-- Input data --
»»

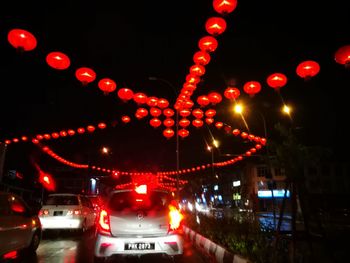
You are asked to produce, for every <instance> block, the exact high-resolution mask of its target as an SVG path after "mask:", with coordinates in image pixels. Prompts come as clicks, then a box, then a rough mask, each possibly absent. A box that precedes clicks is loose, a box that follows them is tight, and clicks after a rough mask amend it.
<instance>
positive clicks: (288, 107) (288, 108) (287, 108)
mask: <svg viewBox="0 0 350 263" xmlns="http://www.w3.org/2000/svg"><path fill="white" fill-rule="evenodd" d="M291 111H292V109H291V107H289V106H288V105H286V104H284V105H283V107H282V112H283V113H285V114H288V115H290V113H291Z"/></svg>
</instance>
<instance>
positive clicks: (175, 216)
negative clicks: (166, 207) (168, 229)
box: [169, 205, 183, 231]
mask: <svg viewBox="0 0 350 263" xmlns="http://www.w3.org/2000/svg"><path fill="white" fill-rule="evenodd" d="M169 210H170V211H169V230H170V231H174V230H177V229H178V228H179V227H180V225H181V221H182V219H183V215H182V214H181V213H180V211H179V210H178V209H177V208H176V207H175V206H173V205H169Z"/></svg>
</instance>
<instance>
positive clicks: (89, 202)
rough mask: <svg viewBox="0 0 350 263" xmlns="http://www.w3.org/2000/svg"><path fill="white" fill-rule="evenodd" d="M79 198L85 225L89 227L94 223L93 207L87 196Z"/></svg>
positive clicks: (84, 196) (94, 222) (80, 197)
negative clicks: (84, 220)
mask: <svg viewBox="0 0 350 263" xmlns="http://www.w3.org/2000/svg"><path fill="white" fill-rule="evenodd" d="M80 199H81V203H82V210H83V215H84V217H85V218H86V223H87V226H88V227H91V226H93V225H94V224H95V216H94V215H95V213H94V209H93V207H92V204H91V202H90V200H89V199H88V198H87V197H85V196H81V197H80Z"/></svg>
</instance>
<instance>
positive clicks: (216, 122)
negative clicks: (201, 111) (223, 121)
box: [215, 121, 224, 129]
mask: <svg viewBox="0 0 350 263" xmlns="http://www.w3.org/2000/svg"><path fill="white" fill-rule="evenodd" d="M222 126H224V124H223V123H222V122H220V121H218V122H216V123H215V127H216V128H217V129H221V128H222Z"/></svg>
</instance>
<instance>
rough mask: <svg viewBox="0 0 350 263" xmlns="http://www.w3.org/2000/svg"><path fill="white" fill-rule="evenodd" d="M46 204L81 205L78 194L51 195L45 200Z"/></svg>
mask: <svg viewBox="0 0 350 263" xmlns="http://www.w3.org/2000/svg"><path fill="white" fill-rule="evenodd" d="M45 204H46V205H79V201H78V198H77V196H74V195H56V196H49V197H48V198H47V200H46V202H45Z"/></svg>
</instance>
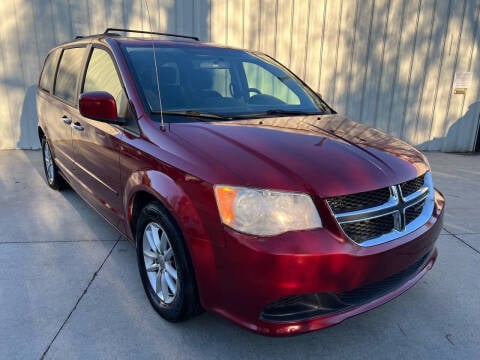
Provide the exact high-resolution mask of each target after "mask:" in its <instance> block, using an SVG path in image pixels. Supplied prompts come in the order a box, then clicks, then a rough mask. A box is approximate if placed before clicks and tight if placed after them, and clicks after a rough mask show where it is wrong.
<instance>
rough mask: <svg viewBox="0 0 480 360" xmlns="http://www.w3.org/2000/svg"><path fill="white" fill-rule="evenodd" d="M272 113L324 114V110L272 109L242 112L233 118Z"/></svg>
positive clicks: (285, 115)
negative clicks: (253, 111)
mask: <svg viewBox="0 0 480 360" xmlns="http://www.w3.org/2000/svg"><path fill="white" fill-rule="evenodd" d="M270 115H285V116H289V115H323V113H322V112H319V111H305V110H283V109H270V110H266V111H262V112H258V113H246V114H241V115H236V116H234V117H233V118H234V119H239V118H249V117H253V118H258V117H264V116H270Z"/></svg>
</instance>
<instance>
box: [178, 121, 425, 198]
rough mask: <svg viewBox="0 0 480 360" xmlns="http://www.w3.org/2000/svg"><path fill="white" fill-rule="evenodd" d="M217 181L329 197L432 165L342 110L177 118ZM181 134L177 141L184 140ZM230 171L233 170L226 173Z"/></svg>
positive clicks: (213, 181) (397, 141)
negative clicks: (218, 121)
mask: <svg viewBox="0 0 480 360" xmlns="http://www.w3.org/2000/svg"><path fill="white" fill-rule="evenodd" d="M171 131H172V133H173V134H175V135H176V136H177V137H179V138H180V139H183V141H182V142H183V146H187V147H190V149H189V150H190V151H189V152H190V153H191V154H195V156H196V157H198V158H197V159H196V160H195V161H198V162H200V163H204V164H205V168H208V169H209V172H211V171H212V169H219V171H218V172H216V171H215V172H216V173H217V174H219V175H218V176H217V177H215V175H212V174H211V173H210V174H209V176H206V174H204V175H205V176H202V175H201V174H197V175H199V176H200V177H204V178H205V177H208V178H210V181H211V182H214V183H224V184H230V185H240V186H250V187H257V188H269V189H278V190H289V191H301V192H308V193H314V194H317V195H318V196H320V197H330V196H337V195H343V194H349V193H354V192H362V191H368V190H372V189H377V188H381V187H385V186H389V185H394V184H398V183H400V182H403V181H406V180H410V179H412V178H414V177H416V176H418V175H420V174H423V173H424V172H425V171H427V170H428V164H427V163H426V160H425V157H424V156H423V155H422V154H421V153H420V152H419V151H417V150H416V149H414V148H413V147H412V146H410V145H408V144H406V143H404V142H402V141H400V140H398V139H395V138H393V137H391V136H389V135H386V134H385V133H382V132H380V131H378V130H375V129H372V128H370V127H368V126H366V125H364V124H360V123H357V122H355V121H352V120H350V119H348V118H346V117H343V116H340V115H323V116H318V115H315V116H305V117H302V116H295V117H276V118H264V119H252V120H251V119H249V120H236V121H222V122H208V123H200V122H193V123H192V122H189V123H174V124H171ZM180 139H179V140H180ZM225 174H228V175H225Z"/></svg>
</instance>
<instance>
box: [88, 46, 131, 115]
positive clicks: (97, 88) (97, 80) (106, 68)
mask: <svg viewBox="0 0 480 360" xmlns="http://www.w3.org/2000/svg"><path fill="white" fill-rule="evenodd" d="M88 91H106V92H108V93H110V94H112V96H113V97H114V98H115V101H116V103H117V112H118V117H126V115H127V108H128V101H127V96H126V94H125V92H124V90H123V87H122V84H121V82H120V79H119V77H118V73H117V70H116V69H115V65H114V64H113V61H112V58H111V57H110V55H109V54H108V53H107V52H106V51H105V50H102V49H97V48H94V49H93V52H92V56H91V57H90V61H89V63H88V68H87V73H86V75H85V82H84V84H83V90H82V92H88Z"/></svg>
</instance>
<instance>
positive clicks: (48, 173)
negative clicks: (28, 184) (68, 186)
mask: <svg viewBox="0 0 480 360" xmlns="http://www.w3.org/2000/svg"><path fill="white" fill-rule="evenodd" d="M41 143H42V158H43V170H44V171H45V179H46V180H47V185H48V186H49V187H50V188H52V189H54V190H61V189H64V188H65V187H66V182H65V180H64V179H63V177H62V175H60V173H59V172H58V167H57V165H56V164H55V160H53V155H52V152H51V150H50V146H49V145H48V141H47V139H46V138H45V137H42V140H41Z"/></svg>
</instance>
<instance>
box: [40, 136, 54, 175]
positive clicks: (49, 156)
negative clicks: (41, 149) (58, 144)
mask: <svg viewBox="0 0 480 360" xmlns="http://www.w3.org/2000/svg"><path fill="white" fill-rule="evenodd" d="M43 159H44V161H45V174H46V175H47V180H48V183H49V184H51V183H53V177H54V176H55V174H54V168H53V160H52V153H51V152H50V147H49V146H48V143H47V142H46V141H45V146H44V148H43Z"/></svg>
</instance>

««

-- Exercise description --
In the listing above, transcribe exactly everything from the line containing "box: [169, 205, 183, 231]" down to the line containing "negative clicks: (201, 111) (223, 121)", including both and nothing more.

-- Answer for this exercise --
box: [169, 205, 183, 231]
mask: <svg viewBox="0 0 350 263" xmlns="http://www.w3.org/2000/svg"><path fill="white" fill-rule="evenodd" d="M169 210H170V211H169V230H170V231H174V230H177V229H178V228H179V227H180V225H181V221H182V219H183V215H182V214H181V213H180V211H179V210H178V209H177V208H176V207H175V206H173V205H169Z"/></svg>
</instance>
<instance>
positive clicks: (89, 202)
rough mask: <svg viewBox="0 0 350 263" xmlns="http://www.w3.org/2000/svg"><path fill="white" fill-rule="evenodd" d="M79 198L85 225L89 227L94 223L93 207L87 196Z"/></svg>
positive clicks: (84, 196) (94, 222) (80, 197)
negative clicks: (84, 220)
mask: <svg viewBox="0 0 350 263" xmlns="http://www.w3.org/2000/svg"><path fill="white" fill-rule="evenodd" d="M80 199H81V203H82V210H83V215H84V217H85V218H86V223H87V226H88V227H91V226H93V225H94V224H95V216H94V215H95V213H94V209H93V207H92V204H91V202H90V200H89V199H88V198H87V197H85V196H81V197H80Z"/></svg>
</instance>
<instance>
positive clicks: (216, 122)
negative clicks: (201, 111) (223, 121)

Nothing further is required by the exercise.